*Exercise brief:* Write out precisely the lines beginning with the line that contains "Mark the white building" and ending with the last line of the entries, and no other lines.

*Dataset rows:*
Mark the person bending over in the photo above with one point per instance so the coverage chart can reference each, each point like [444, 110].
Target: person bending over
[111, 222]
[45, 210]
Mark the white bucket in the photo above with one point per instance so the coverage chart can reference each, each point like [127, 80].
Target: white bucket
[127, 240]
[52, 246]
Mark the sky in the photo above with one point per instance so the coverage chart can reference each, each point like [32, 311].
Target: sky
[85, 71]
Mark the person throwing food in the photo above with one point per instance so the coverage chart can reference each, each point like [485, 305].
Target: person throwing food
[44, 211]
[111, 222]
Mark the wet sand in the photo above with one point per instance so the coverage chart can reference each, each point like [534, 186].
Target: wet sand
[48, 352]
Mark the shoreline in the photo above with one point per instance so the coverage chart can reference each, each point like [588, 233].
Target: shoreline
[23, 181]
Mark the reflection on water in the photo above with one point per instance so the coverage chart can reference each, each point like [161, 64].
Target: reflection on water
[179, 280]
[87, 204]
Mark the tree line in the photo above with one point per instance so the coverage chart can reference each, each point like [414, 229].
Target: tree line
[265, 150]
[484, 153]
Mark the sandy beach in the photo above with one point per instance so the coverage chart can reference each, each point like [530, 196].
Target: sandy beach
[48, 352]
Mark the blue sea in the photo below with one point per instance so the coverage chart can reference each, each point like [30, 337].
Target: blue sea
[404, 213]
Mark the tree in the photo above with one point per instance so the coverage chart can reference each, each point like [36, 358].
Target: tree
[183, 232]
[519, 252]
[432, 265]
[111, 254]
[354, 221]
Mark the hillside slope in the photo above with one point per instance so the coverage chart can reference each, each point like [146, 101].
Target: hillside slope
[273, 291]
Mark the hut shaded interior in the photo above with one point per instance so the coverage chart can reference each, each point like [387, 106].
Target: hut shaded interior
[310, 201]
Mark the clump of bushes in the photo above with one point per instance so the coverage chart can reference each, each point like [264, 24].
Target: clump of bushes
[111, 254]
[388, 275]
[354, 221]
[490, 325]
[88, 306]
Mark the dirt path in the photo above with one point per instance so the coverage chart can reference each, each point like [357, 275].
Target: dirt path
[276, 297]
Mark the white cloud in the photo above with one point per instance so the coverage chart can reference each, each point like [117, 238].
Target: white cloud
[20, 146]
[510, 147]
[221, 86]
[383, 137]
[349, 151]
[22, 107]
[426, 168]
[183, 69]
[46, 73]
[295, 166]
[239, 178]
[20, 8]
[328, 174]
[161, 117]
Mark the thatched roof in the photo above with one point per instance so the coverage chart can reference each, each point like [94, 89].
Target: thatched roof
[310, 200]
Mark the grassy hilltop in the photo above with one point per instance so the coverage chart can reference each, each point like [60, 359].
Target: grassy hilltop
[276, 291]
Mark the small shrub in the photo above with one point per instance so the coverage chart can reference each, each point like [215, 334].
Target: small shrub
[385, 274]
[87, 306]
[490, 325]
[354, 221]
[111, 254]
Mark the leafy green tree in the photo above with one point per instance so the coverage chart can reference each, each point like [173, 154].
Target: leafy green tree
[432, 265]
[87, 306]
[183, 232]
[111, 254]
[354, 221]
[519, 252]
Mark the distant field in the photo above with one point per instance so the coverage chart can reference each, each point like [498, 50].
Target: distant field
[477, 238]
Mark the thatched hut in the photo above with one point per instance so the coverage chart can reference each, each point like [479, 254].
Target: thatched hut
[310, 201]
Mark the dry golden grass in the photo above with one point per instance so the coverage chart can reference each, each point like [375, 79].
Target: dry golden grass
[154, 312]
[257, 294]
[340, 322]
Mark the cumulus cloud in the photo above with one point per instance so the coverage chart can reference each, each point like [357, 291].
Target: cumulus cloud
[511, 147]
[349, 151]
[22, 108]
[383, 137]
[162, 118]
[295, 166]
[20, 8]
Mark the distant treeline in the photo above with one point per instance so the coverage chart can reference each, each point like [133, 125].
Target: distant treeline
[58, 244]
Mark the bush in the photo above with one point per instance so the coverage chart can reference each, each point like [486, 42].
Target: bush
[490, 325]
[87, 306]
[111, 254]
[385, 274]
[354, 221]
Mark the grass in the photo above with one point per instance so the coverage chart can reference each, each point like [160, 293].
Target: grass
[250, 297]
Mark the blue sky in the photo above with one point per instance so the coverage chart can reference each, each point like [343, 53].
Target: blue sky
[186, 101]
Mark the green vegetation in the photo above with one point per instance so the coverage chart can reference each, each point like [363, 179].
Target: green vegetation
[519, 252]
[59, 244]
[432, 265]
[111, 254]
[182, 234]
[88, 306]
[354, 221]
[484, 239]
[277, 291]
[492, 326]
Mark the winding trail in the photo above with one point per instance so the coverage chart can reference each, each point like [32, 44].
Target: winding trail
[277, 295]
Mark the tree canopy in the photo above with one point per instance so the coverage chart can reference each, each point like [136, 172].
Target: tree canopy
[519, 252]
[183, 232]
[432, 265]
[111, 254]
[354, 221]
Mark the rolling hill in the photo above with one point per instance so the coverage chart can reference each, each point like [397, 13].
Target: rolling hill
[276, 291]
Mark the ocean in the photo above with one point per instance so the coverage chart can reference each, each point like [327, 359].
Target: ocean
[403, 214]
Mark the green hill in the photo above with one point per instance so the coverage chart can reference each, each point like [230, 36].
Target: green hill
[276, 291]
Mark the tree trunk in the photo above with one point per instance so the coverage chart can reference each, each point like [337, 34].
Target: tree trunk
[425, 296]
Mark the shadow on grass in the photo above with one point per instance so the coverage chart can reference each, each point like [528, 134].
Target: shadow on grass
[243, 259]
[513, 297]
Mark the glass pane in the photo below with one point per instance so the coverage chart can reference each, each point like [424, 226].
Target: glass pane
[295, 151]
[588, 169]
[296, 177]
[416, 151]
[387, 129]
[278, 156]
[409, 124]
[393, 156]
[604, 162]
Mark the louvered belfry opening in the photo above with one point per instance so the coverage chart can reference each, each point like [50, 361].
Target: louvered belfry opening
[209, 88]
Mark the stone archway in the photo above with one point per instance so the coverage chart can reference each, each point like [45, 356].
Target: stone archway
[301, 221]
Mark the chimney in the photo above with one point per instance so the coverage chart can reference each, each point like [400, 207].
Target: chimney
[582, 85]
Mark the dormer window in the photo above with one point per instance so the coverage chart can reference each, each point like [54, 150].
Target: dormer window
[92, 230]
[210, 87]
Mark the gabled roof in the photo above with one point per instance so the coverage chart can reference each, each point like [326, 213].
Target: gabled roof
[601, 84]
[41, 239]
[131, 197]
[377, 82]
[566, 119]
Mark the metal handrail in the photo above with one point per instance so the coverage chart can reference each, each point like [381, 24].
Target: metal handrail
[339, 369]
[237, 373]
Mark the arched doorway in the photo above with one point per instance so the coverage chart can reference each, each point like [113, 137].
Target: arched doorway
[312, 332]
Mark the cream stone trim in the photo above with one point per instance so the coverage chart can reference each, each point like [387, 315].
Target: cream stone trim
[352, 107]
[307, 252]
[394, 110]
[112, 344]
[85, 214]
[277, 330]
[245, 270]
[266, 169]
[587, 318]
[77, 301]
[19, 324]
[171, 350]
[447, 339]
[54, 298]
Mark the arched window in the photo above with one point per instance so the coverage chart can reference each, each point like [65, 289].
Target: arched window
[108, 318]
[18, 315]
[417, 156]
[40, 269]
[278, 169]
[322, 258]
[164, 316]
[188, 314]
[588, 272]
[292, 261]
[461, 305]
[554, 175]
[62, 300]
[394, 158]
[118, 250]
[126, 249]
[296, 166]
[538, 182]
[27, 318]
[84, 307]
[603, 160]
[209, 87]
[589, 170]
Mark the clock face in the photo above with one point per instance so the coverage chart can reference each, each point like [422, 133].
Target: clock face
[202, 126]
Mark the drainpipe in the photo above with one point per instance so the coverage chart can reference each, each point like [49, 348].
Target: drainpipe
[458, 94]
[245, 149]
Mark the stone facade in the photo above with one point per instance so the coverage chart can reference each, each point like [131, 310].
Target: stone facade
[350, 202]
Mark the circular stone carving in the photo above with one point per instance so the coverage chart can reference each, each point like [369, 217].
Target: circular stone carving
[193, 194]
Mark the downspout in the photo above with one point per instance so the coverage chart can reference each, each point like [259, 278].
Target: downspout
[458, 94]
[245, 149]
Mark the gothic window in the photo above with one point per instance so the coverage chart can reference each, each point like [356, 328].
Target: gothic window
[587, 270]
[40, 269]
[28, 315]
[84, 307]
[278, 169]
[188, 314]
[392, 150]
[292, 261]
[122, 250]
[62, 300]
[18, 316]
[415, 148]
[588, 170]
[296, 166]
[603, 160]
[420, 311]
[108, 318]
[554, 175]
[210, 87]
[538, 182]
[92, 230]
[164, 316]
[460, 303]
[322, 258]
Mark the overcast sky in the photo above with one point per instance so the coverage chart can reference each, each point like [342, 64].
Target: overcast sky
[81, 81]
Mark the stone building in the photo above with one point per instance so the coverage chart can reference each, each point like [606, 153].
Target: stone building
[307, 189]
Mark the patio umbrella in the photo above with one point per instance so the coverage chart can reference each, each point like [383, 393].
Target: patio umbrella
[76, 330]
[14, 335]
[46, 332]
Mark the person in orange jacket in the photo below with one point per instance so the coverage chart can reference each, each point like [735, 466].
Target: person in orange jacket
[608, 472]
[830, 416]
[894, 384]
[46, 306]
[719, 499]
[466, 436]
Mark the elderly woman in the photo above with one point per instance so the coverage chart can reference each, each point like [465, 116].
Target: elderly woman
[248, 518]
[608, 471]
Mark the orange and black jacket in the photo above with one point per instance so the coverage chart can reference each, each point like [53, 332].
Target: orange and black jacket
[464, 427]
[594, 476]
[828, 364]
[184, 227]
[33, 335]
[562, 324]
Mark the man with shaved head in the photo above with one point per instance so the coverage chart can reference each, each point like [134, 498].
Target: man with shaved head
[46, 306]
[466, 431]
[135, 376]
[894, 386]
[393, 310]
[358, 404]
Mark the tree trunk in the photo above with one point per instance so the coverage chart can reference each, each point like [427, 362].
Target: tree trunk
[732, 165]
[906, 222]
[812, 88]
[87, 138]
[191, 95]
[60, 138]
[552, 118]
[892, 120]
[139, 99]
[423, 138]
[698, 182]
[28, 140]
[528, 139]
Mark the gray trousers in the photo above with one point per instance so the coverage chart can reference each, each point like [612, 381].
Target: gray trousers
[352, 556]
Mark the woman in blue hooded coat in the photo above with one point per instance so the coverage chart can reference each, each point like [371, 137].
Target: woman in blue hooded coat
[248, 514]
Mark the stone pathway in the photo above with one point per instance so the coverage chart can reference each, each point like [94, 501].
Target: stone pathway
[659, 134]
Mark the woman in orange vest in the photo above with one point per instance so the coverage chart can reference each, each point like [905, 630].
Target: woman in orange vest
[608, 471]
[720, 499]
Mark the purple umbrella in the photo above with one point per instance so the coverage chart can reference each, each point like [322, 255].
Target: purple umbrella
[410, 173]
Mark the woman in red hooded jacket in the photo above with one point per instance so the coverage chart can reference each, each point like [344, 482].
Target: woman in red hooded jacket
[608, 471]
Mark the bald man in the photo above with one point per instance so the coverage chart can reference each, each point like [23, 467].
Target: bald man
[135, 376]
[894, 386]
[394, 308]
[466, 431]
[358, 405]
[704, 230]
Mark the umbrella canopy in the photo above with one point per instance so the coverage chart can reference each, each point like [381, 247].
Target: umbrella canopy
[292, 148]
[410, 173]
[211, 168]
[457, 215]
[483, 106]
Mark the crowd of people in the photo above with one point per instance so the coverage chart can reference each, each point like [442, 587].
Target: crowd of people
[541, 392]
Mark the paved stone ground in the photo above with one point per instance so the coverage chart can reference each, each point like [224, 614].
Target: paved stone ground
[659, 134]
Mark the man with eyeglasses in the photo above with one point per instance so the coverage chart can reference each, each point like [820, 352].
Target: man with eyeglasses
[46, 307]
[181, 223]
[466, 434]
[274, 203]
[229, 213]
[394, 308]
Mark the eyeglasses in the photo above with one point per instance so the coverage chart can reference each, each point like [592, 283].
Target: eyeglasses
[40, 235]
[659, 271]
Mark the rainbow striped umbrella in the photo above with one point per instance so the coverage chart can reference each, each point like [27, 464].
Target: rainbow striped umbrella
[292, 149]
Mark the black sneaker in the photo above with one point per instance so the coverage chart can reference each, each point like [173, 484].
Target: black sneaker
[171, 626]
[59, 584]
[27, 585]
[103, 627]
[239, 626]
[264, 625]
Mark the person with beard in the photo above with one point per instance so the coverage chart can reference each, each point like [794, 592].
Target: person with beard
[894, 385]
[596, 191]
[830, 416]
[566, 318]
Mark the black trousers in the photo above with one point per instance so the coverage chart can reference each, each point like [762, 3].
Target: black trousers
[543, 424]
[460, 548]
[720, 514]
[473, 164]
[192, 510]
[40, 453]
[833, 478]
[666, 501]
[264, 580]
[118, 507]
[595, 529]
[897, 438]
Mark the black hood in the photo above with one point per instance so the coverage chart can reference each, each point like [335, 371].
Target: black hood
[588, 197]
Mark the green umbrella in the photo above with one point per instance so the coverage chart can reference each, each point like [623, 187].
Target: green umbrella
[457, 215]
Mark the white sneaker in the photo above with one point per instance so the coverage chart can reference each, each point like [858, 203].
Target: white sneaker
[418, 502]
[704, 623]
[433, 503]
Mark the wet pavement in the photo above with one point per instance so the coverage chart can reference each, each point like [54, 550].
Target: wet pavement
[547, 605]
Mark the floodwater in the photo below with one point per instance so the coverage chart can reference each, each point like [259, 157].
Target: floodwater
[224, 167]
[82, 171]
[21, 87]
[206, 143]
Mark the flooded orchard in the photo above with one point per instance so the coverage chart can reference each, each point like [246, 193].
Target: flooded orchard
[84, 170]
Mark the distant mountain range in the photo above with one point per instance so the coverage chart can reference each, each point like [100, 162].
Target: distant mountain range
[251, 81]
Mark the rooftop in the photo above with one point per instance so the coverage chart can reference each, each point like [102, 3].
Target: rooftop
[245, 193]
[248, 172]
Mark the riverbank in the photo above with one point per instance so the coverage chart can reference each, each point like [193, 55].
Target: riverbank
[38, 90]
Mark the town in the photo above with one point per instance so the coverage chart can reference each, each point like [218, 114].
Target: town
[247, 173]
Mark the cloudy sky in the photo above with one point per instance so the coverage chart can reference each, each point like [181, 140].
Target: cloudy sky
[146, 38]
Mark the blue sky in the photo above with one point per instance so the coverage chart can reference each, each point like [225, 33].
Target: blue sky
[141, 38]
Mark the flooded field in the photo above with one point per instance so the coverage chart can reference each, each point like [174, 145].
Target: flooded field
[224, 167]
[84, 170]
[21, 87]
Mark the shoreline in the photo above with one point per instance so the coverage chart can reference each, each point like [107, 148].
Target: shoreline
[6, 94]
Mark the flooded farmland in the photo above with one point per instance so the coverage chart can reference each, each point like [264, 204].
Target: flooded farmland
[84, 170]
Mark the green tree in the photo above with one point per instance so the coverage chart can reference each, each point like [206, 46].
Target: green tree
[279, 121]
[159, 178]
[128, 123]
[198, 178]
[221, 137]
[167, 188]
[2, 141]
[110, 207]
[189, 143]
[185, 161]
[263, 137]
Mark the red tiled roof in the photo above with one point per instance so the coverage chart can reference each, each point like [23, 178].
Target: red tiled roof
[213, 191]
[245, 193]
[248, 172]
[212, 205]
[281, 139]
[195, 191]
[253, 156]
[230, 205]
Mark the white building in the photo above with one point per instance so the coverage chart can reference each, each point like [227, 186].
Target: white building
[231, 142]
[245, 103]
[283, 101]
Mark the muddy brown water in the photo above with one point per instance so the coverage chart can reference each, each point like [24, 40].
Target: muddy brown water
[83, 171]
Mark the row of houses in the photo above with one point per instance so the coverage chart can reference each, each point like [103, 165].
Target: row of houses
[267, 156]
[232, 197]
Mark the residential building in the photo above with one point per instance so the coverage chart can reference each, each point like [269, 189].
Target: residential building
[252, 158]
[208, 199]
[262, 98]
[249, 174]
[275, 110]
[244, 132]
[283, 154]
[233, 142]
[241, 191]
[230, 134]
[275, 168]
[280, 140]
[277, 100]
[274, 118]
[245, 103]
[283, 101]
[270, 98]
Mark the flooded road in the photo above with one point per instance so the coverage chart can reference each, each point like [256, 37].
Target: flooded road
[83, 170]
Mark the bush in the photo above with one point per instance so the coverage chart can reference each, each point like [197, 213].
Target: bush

*Result for this task:*
Mark the white building in the photo above with one point per instance so the coverage chart can reference each, each point like [227, 186].
Target: white building
[231, 142]
[245, 103]
[283, 101]
Mark the muddy brown water in the photo above with one point per instance so the coverage chart can reference each, each point like [24, 40].
Target: muddy brown water
[83, 171]
Mark the row of houses in the photo above with one point per instance so the coverage chart can reference each, each point like [103, 165].
Target: row of houses
[267, 156]
[232, 197]
Mark the residential building in the photo above with one point per instance so the coverage chart can reference each, each point like [269, 189].
Target: residential building
[252, 158]
[208, 199]
[262, 98]
[249, 174]
[275, 110]
[244, 132]
[283, 154]
[233, 142]
[241, 191]
[230, 134]
[275, 168]
[280, 140]
[277, 100]
[274, 118]
[245, 103]
[283, 101]
[270, 98]
Mark the flooded road in the photo above with one point per instance so the coverage chart can reference each, each point like [256, 37].
Target: flooded road
[83, 170]
Mark the bush in the photo above with one point per instance so the coverage chart can reference each, each point like [197, 213].
Target: bush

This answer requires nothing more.